Comuña y alforfón

No viene en la Crónica de Alfonso III ni figura en la de Al Maqqari, probablemente por no enturbiar la imagen del héroe; pero es cosa probada que don Pelayo, huido de los moros con lo puesto y poco más, cuando se levantó al otro día de mañana, mal dormido y ojeroso, y se vio instalado en una lóbrega cueva asturiana con el suelo cagado de murciélagos y advirtió que todo lo que había para desayunar era una taza desportillada, llena hasta la mitad de gachas de alforfón mal cocidas, al meter la cuchara en aquel triste engrudo se acordó del tostón asado en leña de encina que solía despachar en su palacio de León, delante de la potente chimenea, antes de salir de caza, mientras esperaba que levantara el día neblinoso, con el caballo piafando y arrancando chispas del empedrado del patio, los perros ladradores e inquietos. Y recordando el punto cuscurrante que su escudero sabía darle al cochinillo, se enterneció y le rodó un lagrimón hasta la barba, pero como era sanguíneo y colorado, trocó desfallecimiento melancólico por bufido iracundo y, saltando como una fiera, dio con la mesa en tierra al tiempo que, a voces, requería la espada y las espuelas y mandaba al cabo de puertas tocar la trompeta y convocar a la mesnada, «que a estos cabrones del turbante los expulsamos de España como luce el sol y me llamo Pelayo».

No lucía el sol, que orvallaba, pero de todos modos así comenzó la Reconquista, es decir, que la gesta nacional tiene un origen gastronómico y si a don Rodrigo aquella mañana le hubiesen puesto por delante una fabada con su buen compango y todos sus avíos quién sabe si aún seríamos moros.

DATOS DISPONIBLES:
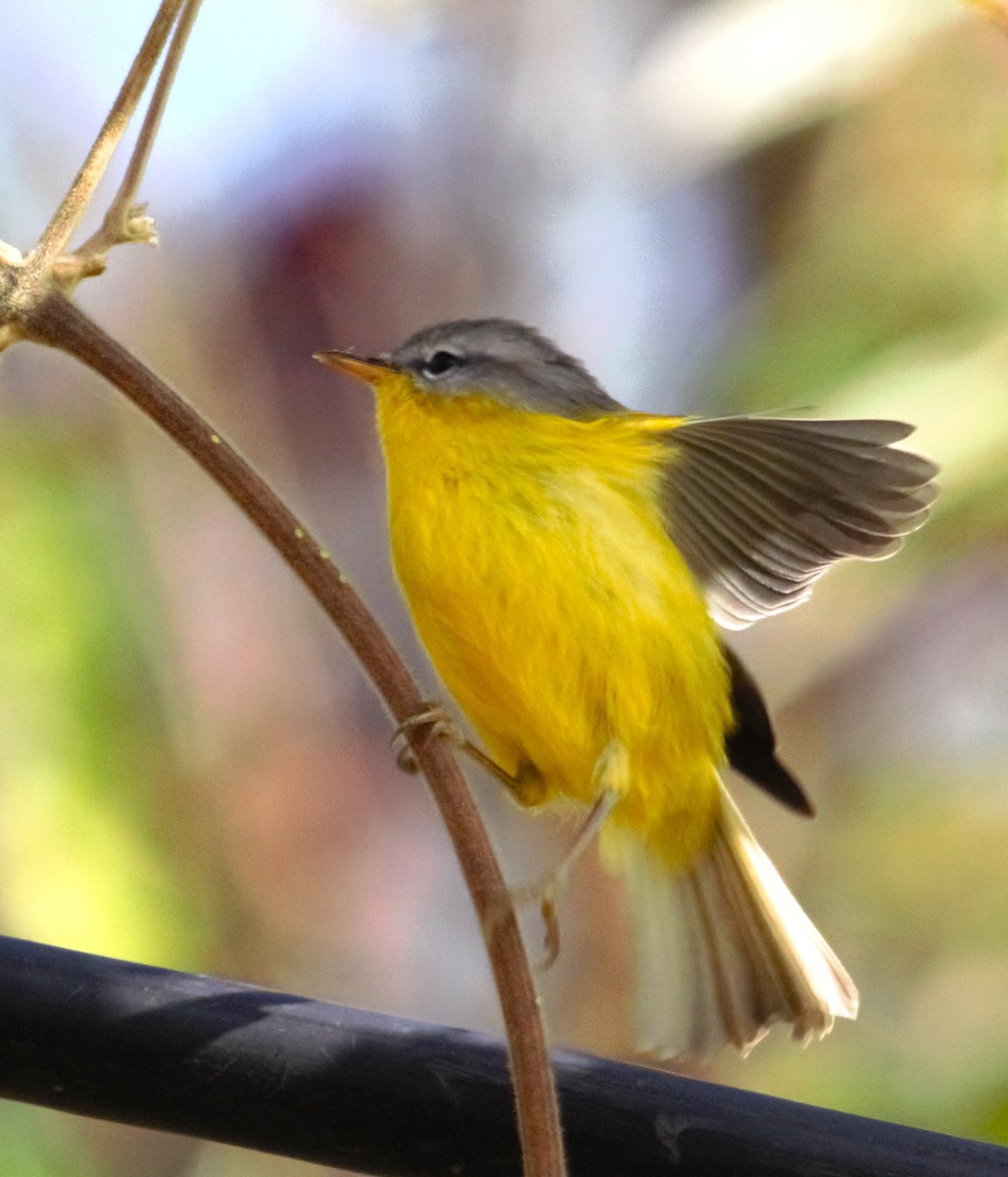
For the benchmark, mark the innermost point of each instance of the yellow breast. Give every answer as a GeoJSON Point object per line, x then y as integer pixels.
{"type": "Point", "coordinates": [532, 558]}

LAS TAREAS:
1 - Reproduce el pasaje del relato sobre don Pelayo entre "No lucía el" y "aún seríamos moros.", ambos incluidos, y cambia "orvallaba" por "lloviznaba".
2 - Responde a estas preguntas a partir del relato sobre don Pelayo:
(a) ¿Qué tenía don Pelayo para desayunar en la cueva asturiana?
(b) ¿Con qué leña se asaba el tostón que solía comer en su palacio de León?
(c) ¿Qué tiempo hacía cuando, según el relato, comenzó la Reconquista?
3 - Prolonga el relato sobre don Pelayo a partir de su última oración.
El listado procede de una fuente distinta a la del relato sobre don Pelayo.

SOLUCIONES:
1 -
No lucía el sol, que lloviznaba, pero de todos modos así comenzó la Reconquista, es decir, que la gesta nacional tiene un origen gastronómico y si a don Rodrigo aquella mañana le hubiesen puesto por delante una fabada con su buen compango y todos sus avíos quién sabe si aún seríamos moros.

2 -
(a) Una taza desportillada, llena hasta la mitad de gachas de alforfón mal cocidas.
(b) Con leña de encina.
(c) No lucía el sol, sino que orvallaba.

3 -
La Reconquista, además de los motivos patrióticos de recuperación de lo que es nuestro, se hizo para ganar pastos estacionales a la oveja cristiana y por cambiar el alforfón, propio de tierras malas o demasiado altas, por el trigo candeal, es decir, las gachas negras y ásperas por el pan blanco y suave. La Reconquista fue muy lenta al principio. De Oviedo pasó el reino a León y luego, por partición simple y vecindad, fueron surgiendo Castilla, Aragón, Cataluña, Navarra y el resto. La vida entonces era relativamente sencilla, agraria y ganadera. Por noviembre se hacía la matanza del puerco; en enero se molían las aceitunas; por mayo se recogían las habas y comenzaban los frutos; era también el mes de los ruibarbos, de las truchas, de los gallos, de las cabrillas. Luego llegaba el verano, la cosecha del cereal y la guerra, ir al moro o correr del moro que viene; a veces guerra y cereal mezclados, entorpeciéndose mutuamente.

No había mucho que repartir, pero se procuraba que estuviera mal repartido. La población estaba dividida en tres estamentos: el aristocrático-militar, el eclesiástico y el civil. El primero defendía la tierra; el segundo, impetraba el auxilio divino para asegurar las victorias del primero; y el tercero, es decir, el campesinado, se deslomaba trabajando de sol a sol para mantener a militares y curas. Y con lo que quedaba, que no era mucho, procuraba no morirse de hambre, desconsideración que hubiese acarreado un gran quebranto a la milicia y al clero y lo hubiese distraído de sus altas misiones. Como además la tierra era mala, más adecuada para el pastoreo que para la agricultura, se entiende que las hambrunas fueran la constante amenaza del campesino.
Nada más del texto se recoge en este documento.